Guest post by Anil Jain, MD, FACP, senior vice president and chief medical officer, Explorys, and consulting staff, Department of Internal Medicine, Cleveland Clinic.
Despite advances in medical education, the proliferation of medical journals and the speed of light retrieval of information on the Internet, the lag time between when researchers identify life-saving clinical interventions and when they are put into practice ranges from 10 to 25 years, averaging 17 years. This lag time between the discovery at the “bench” and its practice at the “bedside” is even more startling when you consider the impact of care at the “bedside” to the “bottom-line.” This “bottom-line” has become increasingly important with the formation of accountable care organizations (ACOs) that aim to reward provider organizations and payers that meet the “triple-aim”: high-quality care for the population, high-quality care for the patient, at the most affordable cost. Unfortunately, current practices at the “bedside” reportedly generate approximately $700 billion in care that isn’t necessary and may even be potentially harmful to the “bottom-line.” Moreover, despite healthcare expenditures of 17 percent of our GDP, the U.S. lags behind most industrial nations when looking at composite measures of healthcare quality.
With the increasing use of health information technology and data we should be able to shorten the time between “bench” to “bedside” and improve the “bottom line.”
“Big data” is data that is of high volume, variety and of sufficient velocity that is not amenable to traditional data storage and analysis tools. This “big data” is most typically generated from health systems’ electronic health records (EHRs), laboratory, radiology, financial and billing systems, personal health records, biometrics and smart devices. In addition, patients today are oftentimes utilizing various mobile health and wellness apps and wearable devices which also collect a plethora of data, which only adds to the complexity.

### [SOURCE MATERIAL]
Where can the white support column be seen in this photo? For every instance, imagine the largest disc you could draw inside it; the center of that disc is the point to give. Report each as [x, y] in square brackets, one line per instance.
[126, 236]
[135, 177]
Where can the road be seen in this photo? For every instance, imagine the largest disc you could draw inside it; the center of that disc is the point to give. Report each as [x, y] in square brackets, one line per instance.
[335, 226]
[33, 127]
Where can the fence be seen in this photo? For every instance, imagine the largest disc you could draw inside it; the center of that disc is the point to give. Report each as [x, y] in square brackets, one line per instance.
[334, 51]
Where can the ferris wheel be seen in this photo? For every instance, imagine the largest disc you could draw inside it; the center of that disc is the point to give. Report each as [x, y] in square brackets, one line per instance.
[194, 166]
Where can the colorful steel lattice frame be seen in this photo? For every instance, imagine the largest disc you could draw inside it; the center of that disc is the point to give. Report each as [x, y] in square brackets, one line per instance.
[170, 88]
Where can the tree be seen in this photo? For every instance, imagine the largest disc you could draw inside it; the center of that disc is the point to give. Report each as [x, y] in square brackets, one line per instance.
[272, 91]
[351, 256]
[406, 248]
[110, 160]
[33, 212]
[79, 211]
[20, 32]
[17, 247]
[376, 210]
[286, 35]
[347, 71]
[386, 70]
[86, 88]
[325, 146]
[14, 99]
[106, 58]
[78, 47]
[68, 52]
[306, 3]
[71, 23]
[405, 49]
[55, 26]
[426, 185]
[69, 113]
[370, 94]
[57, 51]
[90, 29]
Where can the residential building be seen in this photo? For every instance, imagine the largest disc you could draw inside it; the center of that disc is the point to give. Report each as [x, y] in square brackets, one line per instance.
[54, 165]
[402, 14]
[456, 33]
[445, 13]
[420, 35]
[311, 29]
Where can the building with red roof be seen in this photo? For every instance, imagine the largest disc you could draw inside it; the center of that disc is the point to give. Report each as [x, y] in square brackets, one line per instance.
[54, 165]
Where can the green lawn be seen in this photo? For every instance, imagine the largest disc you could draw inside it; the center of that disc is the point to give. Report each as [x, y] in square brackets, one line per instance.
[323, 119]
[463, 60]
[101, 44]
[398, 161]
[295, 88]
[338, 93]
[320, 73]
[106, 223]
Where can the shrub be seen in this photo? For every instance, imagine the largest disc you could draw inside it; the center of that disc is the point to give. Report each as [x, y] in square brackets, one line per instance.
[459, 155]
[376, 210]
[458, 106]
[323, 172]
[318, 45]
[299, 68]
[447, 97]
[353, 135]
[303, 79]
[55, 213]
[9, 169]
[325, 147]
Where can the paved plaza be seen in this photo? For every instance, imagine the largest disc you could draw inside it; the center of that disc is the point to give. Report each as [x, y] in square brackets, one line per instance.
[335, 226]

### [CHECK YOUR UNDERSTANDING]
**1)** According to the guest post on big data in healthcare, how long is the average lag between researchers identifying life-saving clinical interventions and those interventions being put into practice?
**2)** Continue the guest post on big data in healthcare from the point where it stops.

### [ANSWERS BY TASK]
**1)** 17 years.

**2)**
The aggregation of de-identified medical information across millions of health records from varying venues of care facilitating a longitudinal view of a person can be incredibly beneficial for researchers focused on net new knowledge discovery. For data from disparate health systems to be aggregated, it is vital that it is standardized and that subjects across health systems can be matched. This harmonization of disparate data coupled with the appropriate analytics software is critical to identify patterns in the data.
In this setting, the larger the data set, the more likely that a signal can be detected through the noise, even in the rarest of conditions. Fortunately, many hypotheses can be conceived and tested through appropriate analytics within this real-world data set in a much more cost-effective manner than conducting full-scale clinical trials. Furthermore, if a signal is detected or a pattern is found, researchers can then design a more focused explanatory or pragmatic clinical trial to prospectively test the hypotheses. For example, over the past few years within the Explorys network, more than a dozen peer-reviewed abstracts and publications have been generated by leveraging a de-identified data set comprised of nearly 48 million subjects, searchable by a specialized browser-based analysis and query application.